** BEGIN Text **
UNITED STATES of America, Appellee,
v.
John Stevens LAWTON, Appellant.

No. 71-2509.

United States Court of Appeals,
Ninth Circuit.

Feb. 17, 1972.
Certiorari Denied May 30, 1972.
See 92 S. Ct. 2071.

J. Thomas Hannan, of Lovitt & Hannan, San Francisco, Cal., for appellant.

James L. Browning, Jr., U. S. Atty., F. Steele Langford, Chief, Criminal Division, Joseph E. Reeves, Asst. U. S. Atty., San Francisco, Cal., for appellee.

Before MERRILL, ELY, and TRASK, Circuit Judges.

PER CURIAM:

1

Lawton, convicted for his refusal to submit to induction in violation of 50 U.S.C. App. Sec. 462, appeals from the judgment of conviction. We affirm.

2

Lawton first contends that he was deprived of an opportunity adequately to prepare a defense based upon order of call due to the fact that the prosecutor did not, until six days before the date set for trial, comply with a discovery order to produce delivery lists. This argument is without merit. The delivery lists were not available from Lawton's local Board because the Board's procedure was to destroy them after the year of use. It therefore took a longer time to secure the lists from the State Director's Office. As soon as the prosecutor obtained the lists, he furnished defense counsel with a copy. Moreover, the district judge granted a week's continuance in order to afford defense counsel adequate additional time for preparation. Under these facts, Lawton has shown no prejudice.

3

Lawton's second contention is that he was entitled to have his case reopened after he wrote his local Board, stating a desire to claim conscientious objector status and requesting the standard Form 150. The letter alone did not constitute such a prima facie claim as to require a reopening of his Selective Service file. Mulloy v. United States, 398 U.S. 410, 90 S. Ct. 1766, 26 L. Ed. 2d 362 (1970); United States v. McKinley, 447 F.2d 962 (9th Cir. 1971).
** END Text **
** BEGIN Provided material **
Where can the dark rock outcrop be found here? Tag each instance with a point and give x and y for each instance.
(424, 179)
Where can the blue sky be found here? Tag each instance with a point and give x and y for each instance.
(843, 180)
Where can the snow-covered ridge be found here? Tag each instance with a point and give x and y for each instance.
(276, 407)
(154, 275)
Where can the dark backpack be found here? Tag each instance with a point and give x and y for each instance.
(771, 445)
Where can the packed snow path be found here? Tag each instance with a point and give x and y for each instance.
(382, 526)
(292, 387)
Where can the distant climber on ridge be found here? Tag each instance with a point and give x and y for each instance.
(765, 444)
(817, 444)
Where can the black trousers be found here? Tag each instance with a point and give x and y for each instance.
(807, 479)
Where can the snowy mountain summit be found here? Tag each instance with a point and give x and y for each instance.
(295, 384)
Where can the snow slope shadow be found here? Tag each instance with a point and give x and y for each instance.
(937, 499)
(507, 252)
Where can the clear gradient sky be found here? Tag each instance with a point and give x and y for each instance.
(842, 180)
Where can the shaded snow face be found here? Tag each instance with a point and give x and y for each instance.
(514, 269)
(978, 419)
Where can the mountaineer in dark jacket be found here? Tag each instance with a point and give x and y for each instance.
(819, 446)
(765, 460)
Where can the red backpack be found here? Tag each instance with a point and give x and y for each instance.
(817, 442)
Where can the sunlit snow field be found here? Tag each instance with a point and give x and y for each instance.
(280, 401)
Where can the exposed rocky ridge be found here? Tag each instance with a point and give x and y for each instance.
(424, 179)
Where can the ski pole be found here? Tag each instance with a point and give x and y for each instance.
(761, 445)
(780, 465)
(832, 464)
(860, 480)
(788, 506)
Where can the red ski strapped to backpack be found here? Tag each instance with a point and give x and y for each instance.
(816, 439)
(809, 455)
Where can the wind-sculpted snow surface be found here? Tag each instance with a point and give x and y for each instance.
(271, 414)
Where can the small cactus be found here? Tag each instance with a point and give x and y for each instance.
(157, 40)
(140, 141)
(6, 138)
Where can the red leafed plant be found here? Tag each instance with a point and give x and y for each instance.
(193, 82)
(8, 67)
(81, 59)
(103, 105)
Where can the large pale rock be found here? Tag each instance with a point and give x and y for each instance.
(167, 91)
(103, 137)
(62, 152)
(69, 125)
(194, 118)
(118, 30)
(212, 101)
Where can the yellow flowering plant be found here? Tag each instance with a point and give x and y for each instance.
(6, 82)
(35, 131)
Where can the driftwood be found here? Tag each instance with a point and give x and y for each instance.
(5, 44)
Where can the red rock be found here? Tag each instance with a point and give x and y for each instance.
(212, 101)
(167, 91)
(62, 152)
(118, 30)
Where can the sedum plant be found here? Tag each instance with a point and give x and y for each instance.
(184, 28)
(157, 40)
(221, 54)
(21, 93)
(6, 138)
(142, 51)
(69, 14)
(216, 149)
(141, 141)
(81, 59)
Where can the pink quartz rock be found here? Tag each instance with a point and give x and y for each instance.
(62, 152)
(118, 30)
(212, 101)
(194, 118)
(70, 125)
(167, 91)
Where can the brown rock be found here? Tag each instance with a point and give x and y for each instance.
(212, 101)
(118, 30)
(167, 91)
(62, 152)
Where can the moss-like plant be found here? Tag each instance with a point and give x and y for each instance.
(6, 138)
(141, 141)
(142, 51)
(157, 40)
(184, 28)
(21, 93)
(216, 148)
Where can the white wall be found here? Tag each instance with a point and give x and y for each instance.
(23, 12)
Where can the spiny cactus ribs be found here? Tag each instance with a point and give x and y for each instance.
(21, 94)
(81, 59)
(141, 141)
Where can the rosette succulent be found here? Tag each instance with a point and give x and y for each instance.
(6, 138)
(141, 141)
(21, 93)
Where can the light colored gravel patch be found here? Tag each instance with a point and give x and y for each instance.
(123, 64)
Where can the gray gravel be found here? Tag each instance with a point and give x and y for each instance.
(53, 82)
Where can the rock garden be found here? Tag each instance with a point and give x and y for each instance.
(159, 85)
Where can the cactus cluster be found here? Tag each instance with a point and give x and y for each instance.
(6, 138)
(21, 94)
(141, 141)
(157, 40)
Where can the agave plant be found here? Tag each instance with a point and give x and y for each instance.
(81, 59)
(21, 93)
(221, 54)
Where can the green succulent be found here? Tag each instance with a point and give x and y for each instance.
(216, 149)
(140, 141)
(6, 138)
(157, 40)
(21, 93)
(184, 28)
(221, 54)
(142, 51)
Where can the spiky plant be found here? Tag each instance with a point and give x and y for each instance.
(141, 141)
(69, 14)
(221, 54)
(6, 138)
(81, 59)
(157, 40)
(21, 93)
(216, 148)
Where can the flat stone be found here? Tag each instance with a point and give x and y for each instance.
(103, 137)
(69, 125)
** END Provided material **
### Exercise instructions
A – Copy the court opinion word for word, starting at "James L. Browning, Jr., U." and ending at "conviction. We affirm.".
B – Name every circuit judge listed in the court opinion.
The listing comes from a different source than the court opinion.

### Task results
A –
James L. Browning, Jr., U. S. Atty., F. Steele Langford, Chief, Criminal Division, Joseph E. Reeves, Asst. U. S. Atty., San Francisco, Cal., for appellee.

Before MERRILL, ELY, and TRASK, Circuit Judges.

PER CURIAM:

1

Lawton, convicted for his refusal to submit to induction in violation of 50 U.S.C. App. Sec. 462, appeals from the judgment of conviction. We affirm.

B – Merrill, Ely, Trask